-- START TASK DATA --

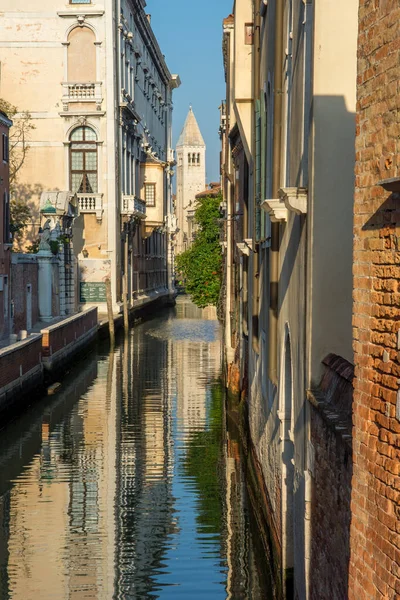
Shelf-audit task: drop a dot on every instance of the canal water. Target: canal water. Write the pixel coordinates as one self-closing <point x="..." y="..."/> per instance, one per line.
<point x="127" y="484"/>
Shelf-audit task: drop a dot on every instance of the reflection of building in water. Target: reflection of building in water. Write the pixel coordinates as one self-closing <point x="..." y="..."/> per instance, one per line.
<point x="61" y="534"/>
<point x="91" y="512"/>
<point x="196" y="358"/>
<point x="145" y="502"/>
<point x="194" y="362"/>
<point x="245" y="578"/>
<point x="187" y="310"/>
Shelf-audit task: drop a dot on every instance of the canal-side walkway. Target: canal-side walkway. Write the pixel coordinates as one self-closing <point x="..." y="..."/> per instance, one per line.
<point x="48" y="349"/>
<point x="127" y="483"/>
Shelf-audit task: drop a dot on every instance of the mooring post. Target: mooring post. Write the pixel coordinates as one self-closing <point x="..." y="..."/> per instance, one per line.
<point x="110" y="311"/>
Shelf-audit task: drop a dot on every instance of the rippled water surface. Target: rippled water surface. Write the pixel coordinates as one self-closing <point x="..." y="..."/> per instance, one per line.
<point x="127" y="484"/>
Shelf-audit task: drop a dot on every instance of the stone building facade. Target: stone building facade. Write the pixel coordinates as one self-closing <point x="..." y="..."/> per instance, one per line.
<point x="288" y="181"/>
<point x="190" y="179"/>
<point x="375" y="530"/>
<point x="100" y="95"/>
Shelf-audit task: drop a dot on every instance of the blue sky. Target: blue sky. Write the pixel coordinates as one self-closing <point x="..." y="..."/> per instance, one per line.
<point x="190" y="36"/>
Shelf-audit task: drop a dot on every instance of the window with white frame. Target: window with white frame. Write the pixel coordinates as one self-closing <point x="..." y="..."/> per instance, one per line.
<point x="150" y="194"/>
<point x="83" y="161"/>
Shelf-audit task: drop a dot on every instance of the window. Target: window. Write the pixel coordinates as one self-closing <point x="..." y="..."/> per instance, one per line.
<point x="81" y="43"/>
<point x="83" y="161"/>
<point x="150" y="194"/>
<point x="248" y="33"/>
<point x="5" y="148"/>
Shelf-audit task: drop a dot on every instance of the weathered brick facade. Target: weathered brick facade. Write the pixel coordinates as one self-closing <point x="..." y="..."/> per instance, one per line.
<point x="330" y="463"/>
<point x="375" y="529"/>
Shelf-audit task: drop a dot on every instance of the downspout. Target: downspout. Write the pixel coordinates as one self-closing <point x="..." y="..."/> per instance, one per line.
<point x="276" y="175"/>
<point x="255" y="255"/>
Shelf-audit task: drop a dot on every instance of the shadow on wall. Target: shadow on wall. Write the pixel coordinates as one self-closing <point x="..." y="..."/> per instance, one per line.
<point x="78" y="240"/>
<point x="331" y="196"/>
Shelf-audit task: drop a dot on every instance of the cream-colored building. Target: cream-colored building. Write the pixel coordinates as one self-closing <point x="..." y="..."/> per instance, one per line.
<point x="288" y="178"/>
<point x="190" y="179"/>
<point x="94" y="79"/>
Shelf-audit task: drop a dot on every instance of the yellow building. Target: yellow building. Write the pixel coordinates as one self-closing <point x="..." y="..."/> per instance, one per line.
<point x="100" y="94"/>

-- END TASK DATA --
-- START TASK DATA --

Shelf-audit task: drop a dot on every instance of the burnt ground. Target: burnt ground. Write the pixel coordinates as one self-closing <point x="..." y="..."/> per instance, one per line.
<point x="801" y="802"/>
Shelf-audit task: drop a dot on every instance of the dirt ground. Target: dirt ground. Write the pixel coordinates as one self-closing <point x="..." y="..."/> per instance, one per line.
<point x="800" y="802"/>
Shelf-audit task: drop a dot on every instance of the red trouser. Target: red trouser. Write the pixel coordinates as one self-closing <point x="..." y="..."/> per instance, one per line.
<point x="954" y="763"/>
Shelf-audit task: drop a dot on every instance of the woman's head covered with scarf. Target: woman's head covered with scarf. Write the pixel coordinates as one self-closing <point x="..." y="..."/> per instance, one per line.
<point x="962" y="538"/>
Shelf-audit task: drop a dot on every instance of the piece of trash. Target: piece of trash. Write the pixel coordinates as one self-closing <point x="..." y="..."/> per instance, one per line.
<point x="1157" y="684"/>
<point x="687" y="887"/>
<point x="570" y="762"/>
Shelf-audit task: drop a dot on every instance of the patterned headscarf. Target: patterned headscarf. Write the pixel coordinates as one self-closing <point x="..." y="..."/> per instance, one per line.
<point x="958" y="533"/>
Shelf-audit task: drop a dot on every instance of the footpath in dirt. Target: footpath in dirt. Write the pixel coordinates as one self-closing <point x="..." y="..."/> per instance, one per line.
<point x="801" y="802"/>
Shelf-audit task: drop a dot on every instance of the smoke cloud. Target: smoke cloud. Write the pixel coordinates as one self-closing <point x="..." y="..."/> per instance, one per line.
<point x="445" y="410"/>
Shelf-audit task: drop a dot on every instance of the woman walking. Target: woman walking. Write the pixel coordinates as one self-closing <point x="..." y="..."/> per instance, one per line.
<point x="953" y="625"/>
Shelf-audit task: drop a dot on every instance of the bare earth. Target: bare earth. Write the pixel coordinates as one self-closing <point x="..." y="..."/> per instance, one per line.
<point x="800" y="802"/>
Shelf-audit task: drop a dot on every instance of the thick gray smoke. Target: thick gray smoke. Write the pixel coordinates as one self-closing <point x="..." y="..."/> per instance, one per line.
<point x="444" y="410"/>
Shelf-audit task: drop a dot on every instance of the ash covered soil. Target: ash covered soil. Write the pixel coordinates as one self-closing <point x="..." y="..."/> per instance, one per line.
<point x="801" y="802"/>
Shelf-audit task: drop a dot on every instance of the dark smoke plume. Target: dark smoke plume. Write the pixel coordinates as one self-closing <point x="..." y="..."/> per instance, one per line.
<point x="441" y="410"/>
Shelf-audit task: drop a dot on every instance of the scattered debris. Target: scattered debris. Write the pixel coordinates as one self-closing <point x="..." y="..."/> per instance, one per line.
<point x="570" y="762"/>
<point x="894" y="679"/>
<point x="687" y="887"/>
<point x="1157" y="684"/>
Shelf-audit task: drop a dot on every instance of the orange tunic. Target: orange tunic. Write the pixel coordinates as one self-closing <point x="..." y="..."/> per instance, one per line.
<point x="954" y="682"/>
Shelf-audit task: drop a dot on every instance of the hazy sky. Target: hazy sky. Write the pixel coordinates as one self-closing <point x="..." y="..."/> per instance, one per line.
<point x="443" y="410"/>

-- END TASK DATA --

YOUR INSTRUCTIONS:
Pick out every line in the entries above that contains the string "dirt" and copy each of those lines. Treat uppercase and lowercase letters as different.

ANSWER IN FULL:
Shelf-audit task: drop a dot on every instance of the dirt ground. Target: dirt ground. Write the pixel coordinates as one self-closing <point x="..." y="..."/> per instance, one per line.
Shelf-audit task: drop a dot on every instance of the footpath in dirt. Target: footpath in dirt. Write the pixel coordinates as one self-closing <point x="..." y="..."/> per instance, one per line.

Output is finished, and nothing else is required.